GOAL:
Using the dialogue excerpt below, explain why Fran thinks it makes no sense for Harold to object when she gives the stranger their names.

Now, look... (stammers)

(chuckles) I mean, i-if I was
gonna hurt either one of you,

why wouldn't I have done it
with your backs turned?

I can't think of a reason.

Doesn't mean there isn't one.

-It's a sick fucking world.
-FRANNIE: I'm Fran Goldsmith.

That's Harold Lauder.

-Fran! -Harold, if we didn't
want people to know our names,

why are we spray-painting it
across the country?

STU: She's got a point
there, Harold, I...

It's how I was
keeping track of you.

Nice to meet you, Mr. Redman.
Best of luck.

-FRANNIE: What are you doing?
-Let's go. Let's go.

-Harold,
-We don't, w-we can't be

100% sure that this guy is okay.

And if we can't be 100% sure...

You can't be 100% sure
of anyone.

Harold, are we really gonna
send away the first person

that we've seen?

Come on. If we're not out here
looking for people,

-then what the fuck are we...
-Look, we can, we can argue

about it all you want,
I'm not taking a chance.

So now you've got a choice:
either you stay with the guy

who's helped you stay alive
these last couple weeks,

saved your life
in Ogunquit, or...

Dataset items
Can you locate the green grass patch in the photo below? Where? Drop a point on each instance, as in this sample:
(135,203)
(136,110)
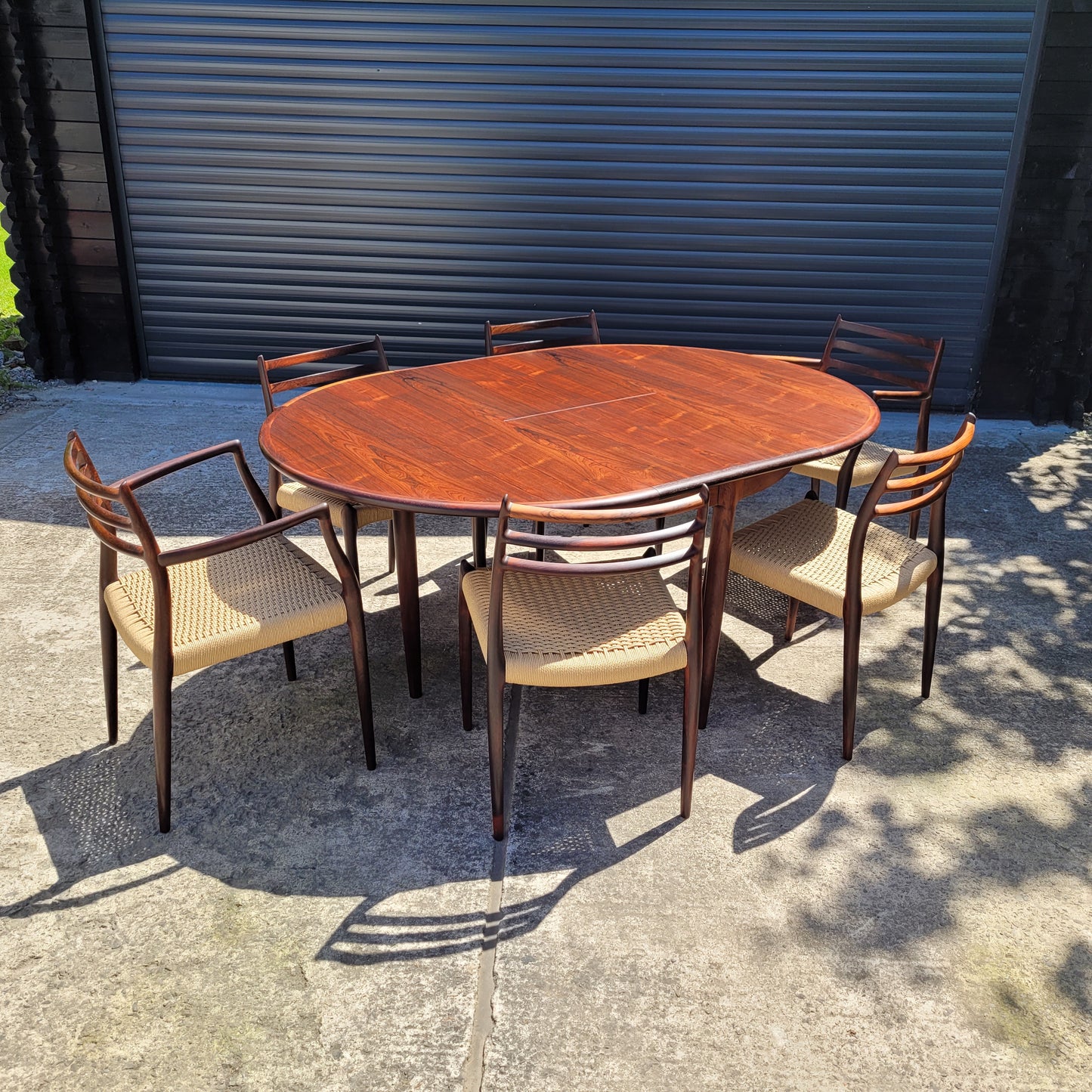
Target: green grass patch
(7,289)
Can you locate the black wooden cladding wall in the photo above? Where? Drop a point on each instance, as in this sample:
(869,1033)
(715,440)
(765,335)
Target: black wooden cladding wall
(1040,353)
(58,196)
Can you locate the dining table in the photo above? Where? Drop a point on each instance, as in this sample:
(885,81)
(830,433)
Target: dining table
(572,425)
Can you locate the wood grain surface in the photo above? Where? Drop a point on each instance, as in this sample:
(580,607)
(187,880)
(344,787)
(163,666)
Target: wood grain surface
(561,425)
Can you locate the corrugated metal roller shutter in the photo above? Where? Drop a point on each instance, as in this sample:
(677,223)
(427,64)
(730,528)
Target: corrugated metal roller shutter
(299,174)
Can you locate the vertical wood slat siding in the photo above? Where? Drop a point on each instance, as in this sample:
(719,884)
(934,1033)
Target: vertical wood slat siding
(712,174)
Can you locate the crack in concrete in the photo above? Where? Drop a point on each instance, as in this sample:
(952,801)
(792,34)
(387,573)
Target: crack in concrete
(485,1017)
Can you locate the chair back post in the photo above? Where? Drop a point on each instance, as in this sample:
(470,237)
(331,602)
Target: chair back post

TASK SOLUTION:
Fran points out that they are already spray-painting their names across the country. If they didn't want people to know their names, they wouldn't be doing that.